▼

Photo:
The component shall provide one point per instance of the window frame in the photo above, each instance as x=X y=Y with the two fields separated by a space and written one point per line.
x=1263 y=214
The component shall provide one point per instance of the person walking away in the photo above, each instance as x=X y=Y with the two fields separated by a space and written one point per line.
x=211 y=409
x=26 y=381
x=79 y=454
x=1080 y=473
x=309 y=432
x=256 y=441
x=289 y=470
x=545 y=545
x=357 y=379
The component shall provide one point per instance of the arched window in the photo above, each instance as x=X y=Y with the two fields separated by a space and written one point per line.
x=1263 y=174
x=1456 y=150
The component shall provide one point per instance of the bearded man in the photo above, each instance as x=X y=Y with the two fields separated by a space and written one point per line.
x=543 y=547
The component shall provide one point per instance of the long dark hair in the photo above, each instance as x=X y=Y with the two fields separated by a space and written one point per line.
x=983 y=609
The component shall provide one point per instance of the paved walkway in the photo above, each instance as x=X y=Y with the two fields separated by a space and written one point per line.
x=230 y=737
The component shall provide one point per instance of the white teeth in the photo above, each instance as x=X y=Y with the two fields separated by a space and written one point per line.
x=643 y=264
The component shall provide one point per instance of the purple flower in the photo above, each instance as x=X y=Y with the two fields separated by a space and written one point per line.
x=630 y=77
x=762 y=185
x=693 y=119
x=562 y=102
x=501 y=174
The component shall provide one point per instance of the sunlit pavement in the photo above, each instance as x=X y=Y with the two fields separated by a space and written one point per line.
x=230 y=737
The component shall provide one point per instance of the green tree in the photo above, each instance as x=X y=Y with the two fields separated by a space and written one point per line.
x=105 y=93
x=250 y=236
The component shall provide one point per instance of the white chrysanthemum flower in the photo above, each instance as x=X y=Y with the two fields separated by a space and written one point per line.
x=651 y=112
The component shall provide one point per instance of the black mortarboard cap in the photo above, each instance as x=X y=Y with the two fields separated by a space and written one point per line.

▲

# Stated goal
Update the data from the line containing "The component shall provide one point per instance of the person" through the line containing "x=543 y=547", both included, by substituting "rounded window" for "arched window" and leaving all other text unchanged. Output only those lines.

# Expected answer
The component shall provide one point per instance of the person walking away in the photo above, each instance as x=X y=Y with the two fields separated by a space and written one point per line.
x=211 y=409
x=26 y=381
x=79 y=454
x=1080 y=473
x=309 y=432
x=256 y=441
x=289 y=470
x=545 y=545
x=357 y=379
The component shall provide one point per instance of the rounded window in the photo above, each instance as x=X y=Y with the two fields separated by a space and written one point per line.
x=1263 y=174
x=1456 y=150
The component shall provide one point per instance of the bearded man in the photo above, each instance as x=X y=Y with the two fields separated by a space and written one point per line.
x=543 y=547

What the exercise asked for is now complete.